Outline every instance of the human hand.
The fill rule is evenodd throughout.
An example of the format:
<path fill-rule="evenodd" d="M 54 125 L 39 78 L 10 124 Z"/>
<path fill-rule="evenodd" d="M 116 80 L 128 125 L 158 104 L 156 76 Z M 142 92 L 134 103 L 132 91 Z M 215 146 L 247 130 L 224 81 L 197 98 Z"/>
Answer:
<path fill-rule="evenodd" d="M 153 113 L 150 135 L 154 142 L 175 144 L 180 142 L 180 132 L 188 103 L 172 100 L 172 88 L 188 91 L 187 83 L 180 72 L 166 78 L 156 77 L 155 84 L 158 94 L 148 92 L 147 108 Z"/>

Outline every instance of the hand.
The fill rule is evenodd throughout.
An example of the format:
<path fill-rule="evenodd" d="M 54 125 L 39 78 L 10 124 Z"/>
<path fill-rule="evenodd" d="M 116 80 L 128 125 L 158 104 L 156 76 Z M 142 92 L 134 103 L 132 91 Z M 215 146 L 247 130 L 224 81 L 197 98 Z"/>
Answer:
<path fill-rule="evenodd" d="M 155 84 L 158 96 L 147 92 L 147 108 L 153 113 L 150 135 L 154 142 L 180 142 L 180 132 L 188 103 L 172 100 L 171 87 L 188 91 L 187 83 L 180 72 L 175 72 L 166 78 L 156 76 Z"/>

━━━━━━━━━━

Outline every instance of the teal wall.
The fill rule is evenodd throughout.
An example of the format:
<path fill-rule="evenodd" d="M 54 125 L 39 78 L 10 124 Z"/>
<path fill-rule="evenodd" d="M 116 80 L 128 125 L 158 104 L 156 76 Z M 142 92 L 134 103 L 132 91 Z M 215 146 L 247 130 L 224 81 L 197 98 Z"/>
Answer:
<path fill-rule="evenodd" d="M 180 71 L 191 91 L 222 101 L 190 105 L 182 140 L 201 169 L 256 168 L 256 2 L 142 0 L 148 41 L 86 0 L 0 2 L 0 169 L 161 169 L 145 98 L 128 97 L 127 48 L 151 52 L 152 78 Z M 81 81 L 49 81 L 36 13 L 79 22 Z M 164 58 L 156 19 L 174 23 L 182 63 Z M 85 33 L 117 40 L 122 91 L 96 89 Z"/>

━━━━━━━━━━

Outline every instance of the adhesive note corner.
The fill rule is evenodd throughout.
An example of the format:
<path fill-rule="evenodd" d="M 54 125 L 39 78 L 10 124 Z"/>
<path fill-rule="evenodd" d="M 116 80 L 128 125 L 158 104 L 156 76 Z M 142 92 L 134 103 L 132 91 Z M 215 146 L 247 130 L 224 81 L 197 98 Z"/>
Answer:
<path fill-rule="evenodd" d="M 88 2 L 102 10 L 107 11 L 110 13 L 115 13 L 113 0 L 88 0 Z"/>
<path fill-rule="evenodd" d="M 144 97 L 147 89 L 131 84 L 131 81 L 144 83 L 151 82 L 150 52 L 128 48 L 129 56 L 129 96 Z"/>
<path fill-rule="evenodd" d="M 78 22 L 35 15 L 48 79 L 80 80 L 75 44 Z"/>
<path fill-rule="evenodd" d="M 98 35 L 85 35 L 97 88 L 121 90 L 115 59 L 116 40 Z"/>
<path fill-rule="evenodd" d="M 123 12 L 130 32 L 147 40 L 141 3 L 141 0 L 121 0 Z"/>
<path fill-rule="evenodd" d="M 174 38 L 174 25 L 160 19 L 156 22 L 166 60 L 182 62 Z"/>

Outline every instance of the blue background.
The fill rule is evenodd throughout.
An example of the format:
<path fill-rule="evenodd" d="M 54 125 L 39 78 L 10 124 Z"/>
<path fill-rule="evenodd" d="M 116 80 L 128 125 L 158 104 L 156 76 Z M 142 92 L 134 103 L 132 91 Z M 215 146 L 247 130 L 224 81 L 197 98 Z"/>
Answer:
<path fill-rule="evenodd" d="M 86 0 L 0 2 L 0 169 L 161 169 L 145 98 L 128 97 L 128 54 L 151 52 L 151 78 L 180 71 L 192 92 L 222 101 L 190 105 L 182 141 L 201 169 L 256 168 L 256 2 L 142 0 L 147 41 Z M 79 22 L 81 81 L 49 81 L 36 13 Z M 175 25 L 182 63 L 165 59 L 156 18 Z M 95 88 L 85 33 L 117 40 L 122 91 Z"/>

━━━━━━━━━━

Rewrite the lines that begin with the one containing "Outline every instance of the blue" and run through the one containing "128 97 L 128", changing "background" to "backdrop" and leaving everything else unchanged. Give only those lines.

Outline every instance of the blue backdrop.
The fill rule is evenodd throughout.
An example of the format:
<path fill-rule="evenodd" d="M 54 125 L 39 78 L 10 124 Z"/>
<path fill-rule="evenodd" d="M 116 80 L 128 125 L 158 104 L 156 76 Z M 142 92 L 134 103 L 132 91 Z M 215 146 L 247 130 L 224 81 L 197 98 Z"/>
Answer:
<path fill-rule="evenodd" d="M 86 0 L 0 2 L 0 169 L 161 169 L 145 98 L 128 97 L 128 54 L 151 52 L 151 78 L 180 71 L 192 92 L 222 101 L 190 105 L 182 141 L 201 169 L 256 168 L 256 2 L 142 0 L 147 41 Z M 79 22 L 81 81 L 49 81 L 36 13 Z M 175 25 L 182 63 L 165 59 L 156 18 Z M 95 88 L 85 33 L 117 40 L 122 91 Z"/>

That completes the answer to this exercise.